TEXT SECTION -
===
# Autocruise Wentworth 2002



## sampvt (Oct 31, 2014)

Are there any other owners on here that can help me. If I have the rocker switch on aux, all the lights go out. Is this charging the leisure battery but wont et me use the lights, or what


----------



## jiwawa (Jun 22, 2007)

Can you add a pic Sam? I think that might help.


----------



## sampvt (Oct 31, 2014)

jiwawa said:


> Can you add a pic Sam? I think that might help.


I dont know how to attach a picture on here but its the button every owner has. On mine its on the main panel bottom center and its a rocker switch with main.....off....aux on it. The interior lights only work on main, so why is the aux on there. Is it to charge the battery on hook up or what, im flummoxed.


----------



## sampvt (Oct 31, 2014)
===
[Extracted records]

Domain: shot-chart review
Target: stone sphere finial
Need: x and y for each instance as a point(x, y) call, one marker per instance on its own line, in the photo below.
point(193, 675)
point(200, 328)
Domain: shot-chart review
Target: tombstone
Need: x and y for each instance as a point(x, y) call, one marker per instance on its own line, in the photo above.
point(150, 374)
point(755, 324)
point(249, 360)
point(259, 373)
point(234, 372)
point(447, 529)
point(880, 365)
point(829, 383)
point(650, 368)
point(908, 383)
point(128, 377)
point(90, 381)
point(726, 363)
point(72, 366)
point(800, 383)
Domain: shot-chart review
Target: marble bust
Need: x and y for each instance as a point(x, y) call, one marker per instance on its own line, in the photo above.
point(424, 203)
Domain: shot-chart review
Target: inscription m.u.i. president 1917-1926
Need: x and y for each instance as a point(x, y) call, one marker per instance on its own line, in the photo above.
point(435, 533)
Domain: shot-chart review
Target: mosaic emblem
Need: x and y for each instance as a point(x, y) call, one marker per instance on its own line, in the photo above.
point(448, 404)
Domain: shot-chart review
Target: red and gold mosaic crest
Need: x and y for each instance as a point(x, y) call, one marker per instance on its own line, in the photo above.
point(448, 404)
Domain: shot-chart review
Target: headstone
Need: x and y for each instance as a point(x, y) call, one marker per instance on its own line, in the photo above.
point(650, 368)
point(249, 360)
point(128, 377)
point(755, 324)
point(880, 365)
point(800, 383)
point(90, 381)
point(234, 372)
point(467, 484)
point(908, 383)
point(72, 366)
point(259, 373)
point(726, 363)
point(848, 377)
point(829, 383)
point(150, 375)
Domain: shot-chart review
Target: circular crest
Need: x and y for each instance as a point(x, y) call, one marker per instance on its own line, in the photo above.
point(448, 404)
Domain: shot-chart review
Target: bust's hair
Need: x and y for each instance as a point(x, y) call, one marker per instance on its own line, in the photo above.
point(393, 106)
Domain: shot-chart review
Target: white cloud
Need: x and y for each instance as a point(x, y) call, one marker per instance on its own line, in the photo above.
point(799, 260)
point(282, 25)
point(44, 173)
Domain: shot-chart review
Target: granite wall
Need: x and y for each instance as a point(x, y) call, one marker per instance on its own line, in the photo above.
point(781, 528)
===
JOB 1 - Translate this sentence from the Autocruise Wentworth thread into Spanish: "The interior lights only work on main, so why is the aux on there."
JOB 2 - Carry on the Autocruise Wentworth thread from where it stops, writing the next post under the last header.
These records are separate material and are not part of the Autocruise Wentworth thread.

TASK RESULT 1 - Las luces interiores solo funcionan en main, así que ¿por qué está aux ahí?

TASK RESULT 2 -
here it is, its the bottom switch in the middle on the panel


----------



## jiwawa (Jun 22, 2007)

You're probably using the full desktop version so I can't help you there, and I don't have experience of the type you mention.


----------



## jiwawa (Jun 22, 2007)

Oops, we'll done you for working it out. Hopefully someone who knows will see this thread.


----------



## tugboat (Sep 14, 2013)

Is there a maker's name on the panel at all?

Might be worth asking a dealer if they can identify it.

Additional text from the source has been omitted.